-- Start EXTRACTED TEXT --

The best evidence for the earliest surviving personal-sized bathtub points to Minoan Crete (Knossos) around 1700–1600 BC, where archaeologists have found a pedestal-style tub about 1.5 m (5 ft) long. That’s a strong “first” if you mean “oldest preserved tub you could soak in.”
If you mean the first bathtub in America, there is no single uncontested winner. There are early tubs in wealthy homes in the early 1800s, and there are also well-documented early plumbed examples by the 1830s, but one famous “first” story (Cincinnati, 1842) is a proven hoax.
If you mean the first modern-style bathtub that could be made and sold widely, a key milestone is 1883, when an American manufacturer promoted a cast iron basin with enamel as a bathtub—an important step toward the durable, cleanable bathroom fixture many homes later adopted.

-- End EXTRACTED TEXT --

■ STATED PROBLEM A: According to the bathtub history text, in what year did an American manufacturer promote a cast iron basin with enamel as a bathtub?
■ STATED PROBLEM B: In the bathtub history text, update the part that opens with the words containing "If you mean the first bathtub" and closes with "homes later adopted.", changing "hoax" to "fabrication".
The listing is unrelated to the bathtub history text.

-- Start SUPPLIED MATERIAL --

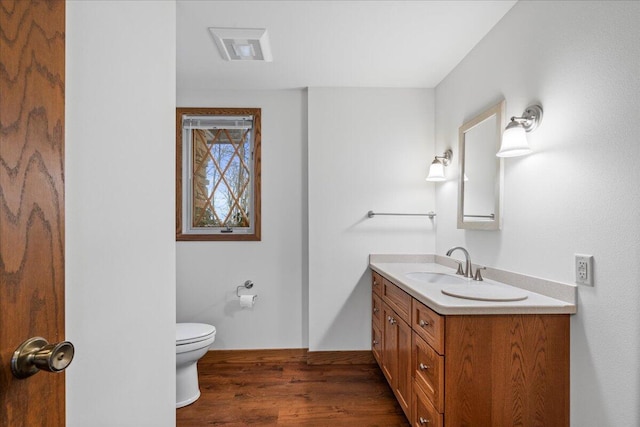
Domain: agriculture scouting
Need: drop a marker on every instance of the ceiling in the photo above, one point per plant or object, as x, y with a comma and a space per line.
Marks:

-- End SUPPLIED MATERIAL --

■ COMPLETE OUTPUT A: 1883

■ COMPLETE OUTPUT B:
If you mean the first bathtub in America, there is no single uncontested winner. There are early tubs in wealthy homes in the early 1800s, and there are also well-documented early plumbed examples by the 1830s, but one famous “first” story (Cincinnati, 1842) is a proven fabrication.
If you mean the first modern-style bathtub that could be made and sold widely, a key milestone is 1883, when an American manufacturer promoted a cast iron basin with enamel as a bathtub—an important step toward the durable, cleanable bathroom fixture many homes later adopted.